-- Begin TEXT SECTION --

Wicked!!! Dual urinals??

LMAO!! 
I’ll be progressing at same rate. Have prefishing days scheduled for first tournament in january next year and it’s all dock fishing. That is why we fish out of this piece of flotsam. For open ocean fishing we have a nice Champion 21 CC.


----------



## John K (Dec 19, 2016)

Tonight I got that last floor support cut and in place and started filleting. My filleting skills are finally improving with the help of this pricy, well engineered piece of equipment.


----------



## Angel Sanchez-Figueras (Sep 28, 2017)

Nice engineering John. You see, we are very different from monkeys!!! A chimp would never have thought of that. Amazing how inventive human beings are. Will have to save that nugget for future reference!!!!

Angel


----------



## John K (Dec 19, 2016)

This morning I sanded down the fillets and glassed in the floor supports. I know I should have ground down to fresh glass for all of this. But since the only purpose of these are to support the floor. I figured I’d probably be okay if I just slapped some glass on it. Especially since it’s all getting foamed in. I will be taking it down to fresh material when I tab the floor in.


----------



## Angel Sanchez-Figueras (Sep 28, 2017)

Coming along nicely. Are the hoses for live wells or built in bar?? 

Angel


----------



## John K (Dec 19, 2016)

Angel Sanchez-Figueras said:


> Coming along nicely. Are the hoses for live wells or built in bar??
> 
> Angel


The hoses are going to be deck drains


----------



## Angel Sanchez-Figueras (Sep 28, 2017)

That’s interesting. Will they be draining from recessed drain “funnels” located up against a former or bulkhead? This is starting to get interesting. 

I will prefish next Saturday and then it goes into full rebuild mode. 

Tight lines
Angel


----------



## John K (Dec 19, 2016)

Got a bit more work done this week, I made a template for the floor, cut the floor and fitted it. Then I glassed the underside of the floor and began filling the below deck space with foam. I still need to do one more poor of foam and some trimming but it seems like it’s gunna be pretty sweet. The 3lb density foam is a lot more ridged then I was expecting. I used 1708 for the underside of the floor, but could have easily gotten away with 1208 or even lighter cloth since the foam offers so much support.


----------



## yobata (Jul 14, 2015)

It may be too late, but drains are always best at the rear corners (or in your case by that rear motor well). Maybe you can still add them before the new sole goes in?


----------



## John K (Dec 19, 2016)

Those drains are going to be in the back of the cockpit. There will be a bulkhead that is directly above the floor support there that will be where my stern deck stops. I just didn’t take that floor support/bulkhead all the way up because I thought it would be easier to do the floor as one piece rather then two....If that makes any sense..


----------



## Angel Sanchez-Figueras (Sep 28, 2017)

John,
Still the same material for the deck as for the cross members, correct?
What did you glass with on the underside? Looks like one layer of 1708. Yes?

Thanks,
Angel


----------



## John K (Dec 19, 2016)

Correct. Same foam as the deck supports with 1708.


----------



## Angel Sanchez-Figueras (Sep 28, 2017)

-- End TEXT SECTION --
-- Begin GIVEN RECORDS --

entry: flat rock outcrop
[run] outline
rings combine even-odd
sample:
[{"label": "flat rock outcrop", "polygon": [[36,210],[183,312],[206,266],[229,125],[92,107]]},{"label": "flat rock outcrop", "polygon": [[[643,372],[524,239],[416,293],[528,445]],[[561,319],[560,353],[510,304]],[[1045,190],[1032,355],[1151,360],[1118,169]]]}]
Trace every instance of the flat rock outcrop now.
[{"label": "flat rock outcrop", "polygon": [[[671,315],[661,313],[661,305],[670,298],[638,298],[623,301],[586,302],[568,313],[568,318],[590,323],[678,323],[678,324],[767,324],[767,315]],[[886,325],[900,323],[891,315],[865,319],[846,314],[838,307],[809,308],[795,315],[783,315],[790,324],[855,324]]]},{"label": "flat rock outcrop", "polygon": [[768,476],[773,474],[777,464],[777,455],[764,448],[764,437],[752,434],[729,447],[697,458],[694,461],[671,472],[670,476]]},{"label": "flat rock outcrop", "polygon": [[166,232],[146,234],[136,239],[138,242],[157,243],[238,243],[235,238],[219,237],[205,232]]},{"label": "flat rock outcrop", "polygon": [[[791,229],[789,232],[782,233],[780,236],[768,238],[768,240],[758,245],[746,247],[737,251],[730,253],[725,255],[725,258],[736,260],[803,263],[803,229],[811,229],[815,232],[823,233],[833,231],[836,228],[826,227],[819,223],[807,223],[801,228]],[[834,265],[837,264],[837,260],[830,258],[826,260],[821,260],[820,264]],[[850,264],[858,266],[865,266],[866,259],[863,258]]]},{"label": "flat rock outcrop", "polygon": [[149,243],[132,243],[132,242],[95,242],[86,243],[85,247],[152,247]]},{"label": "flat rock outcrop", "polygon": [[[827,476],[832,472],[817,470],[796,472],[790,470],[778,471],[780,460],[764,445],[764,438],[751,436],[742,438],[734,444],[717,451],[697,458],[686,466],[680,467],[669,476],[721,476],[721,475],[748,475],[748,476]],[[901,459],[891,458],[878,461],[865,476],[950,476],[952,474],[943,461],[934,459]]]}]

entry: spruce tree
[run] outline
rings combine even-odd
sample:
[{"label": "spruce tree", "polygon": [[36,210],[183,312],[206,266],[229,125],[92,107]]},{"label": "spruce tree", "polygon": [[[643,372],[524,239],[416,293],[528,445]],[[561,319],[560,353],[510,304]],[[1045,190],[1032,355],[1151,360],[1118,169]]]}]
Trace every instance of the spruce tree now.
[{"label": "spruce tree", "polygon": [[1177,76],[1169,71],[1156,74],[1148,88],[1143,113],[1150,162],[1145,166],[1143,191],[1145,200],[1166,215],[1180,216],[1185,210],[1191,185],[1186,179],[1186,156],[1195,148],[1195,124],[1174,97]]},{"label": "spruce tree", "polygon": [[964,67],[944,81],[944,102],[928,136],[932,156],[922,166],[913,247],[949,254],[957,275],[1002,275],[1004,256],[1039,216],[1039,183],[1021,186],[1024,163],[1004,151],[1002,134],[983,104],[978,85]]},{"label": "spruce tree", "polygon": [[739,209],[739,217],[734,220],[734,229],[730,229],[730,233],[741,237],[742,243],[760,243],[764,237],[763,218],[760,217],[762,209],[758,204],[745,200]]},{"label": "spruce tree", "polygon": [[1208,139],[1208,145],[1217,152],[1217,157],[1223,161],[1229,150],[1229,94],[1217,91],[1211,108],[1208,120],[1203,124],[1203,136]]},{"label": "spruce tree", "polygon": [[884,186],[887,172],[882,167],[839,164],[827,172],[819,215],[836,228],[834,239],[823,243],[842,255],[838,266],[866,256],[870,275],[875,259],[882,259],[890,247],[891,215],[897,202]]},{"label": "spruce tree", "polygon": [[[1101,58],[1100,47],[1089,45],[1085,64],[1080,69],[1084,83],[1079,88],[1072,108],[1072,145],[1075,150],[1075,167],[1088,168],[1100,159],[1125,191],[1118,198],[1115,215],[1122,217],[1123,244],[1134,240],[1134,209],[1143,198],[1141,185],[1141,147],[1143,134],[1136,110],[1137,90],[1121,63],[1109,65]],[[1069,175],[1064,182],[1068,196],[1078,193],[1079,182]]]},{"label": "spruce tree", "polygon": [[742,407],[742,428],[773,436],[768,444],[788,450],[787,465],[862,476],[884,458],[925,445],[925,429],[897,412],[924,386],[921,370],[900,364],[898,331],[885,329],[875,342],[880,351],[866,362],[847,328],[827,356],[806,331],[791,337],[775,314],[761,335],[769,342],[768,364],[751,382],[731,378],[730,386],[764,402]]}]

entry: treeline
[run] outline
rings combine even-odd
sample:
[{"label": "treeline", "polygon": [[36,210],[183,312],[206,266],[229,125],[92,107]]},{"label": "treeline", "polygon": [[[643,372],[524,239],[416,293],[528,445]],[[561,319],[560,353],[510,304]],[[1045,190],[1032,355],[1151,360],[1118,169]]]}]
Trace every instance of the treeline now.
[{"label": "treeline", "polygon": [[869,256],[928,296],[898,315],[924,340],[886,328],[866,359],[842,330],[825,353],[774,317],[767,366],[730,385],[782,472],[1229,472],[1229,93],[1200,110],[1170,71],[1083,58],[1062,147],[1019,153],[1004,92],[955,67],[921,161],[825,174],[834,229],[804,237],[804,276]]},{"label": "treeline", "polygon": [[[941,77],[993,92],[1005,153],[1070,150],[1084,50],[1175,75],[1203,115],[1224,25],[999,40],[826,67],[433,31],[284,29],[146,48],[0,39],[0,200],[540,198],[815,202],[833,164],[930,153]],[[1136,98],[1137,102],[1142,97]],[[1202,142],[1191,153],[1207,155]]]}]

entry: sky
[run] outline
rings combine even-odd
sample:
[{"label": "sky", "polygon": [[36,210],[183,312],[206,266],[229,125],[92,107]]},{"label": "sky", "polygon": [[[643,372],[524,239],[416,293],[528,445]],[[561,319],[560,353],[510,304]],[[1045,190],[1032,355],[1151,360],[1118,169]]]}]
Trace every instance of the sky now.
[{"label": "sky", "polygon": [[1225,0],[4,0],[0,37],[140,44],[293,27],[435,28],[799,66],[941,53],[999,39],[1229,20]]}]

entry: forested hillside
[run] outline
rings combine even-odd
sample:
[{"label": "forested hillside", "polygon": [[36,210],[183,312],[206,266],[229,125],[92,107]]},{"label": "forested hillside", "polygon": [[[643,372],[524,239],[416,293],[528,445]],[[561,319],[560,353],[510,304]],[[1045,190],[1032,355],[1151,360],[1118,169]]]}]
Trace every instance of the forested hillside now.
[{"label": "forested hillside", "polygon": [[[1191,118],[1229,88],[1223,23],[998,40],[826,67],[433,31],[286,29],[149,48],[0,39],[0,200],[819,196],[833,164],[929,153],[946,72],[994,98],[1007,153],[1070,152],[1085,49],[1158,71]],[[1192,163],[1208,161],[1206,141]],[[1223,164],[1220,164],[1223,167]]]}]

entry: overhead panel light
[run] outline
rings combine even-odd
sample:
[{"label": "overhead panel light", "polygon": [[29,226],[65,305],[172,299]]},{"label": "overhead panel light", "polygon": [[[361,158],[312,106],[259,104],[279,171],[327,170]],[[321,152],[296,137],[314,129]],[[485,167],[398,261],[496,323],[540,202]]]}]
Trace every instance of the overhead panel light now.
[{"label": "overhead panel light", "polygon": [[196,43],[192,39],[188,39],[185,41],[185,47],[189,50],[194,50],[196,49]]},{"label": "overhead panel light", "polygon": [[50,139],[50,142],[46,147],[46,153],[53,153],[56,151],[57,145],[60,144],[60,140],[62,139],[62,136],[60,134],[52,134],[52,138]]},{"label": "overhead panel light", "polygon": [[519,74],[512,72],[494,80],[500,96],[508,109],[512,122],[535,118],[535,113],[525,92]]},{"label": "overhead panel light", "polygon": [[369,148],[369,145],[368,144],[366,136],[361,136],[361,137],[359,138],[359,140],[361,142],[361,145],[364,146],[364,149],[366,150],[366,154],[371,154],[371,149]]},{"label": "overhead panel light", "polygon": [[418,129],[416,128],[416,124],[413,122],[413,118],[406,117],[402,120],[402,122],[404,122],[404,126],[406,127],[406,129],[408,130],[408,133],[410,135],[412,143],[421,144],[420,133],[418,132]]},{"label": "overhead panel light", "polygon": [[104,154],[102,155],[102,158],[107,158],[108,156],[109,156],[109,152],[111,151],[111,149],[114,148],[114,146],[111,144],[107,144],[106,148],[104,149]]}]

-- End GIVEN RECORDS --

LIST OF TASKS:
a: In the boat rebuild thread, what are the hoses going to be used for?
b: For each statement, say whether it agrees with the boat rebuild thread, and quote the words of the thread that decide it.
(i) The underside of the floor was glassed with 1708.
(ii) The 3lb density foam proved less rigid than expected.
(iii) A Champion 21 CC is used for open ocean fishing.

ANSWERS TO THE PROBLEMS:
a: Deck drains.

b:
(i) Yes: "I used 1708 for the underside of the floor"
(ii) No: "The 3lb density foam is a lot more ridged then I was expecting."
(iii) Yes: "For open ocean fishing we have a nice Champion 21 CC."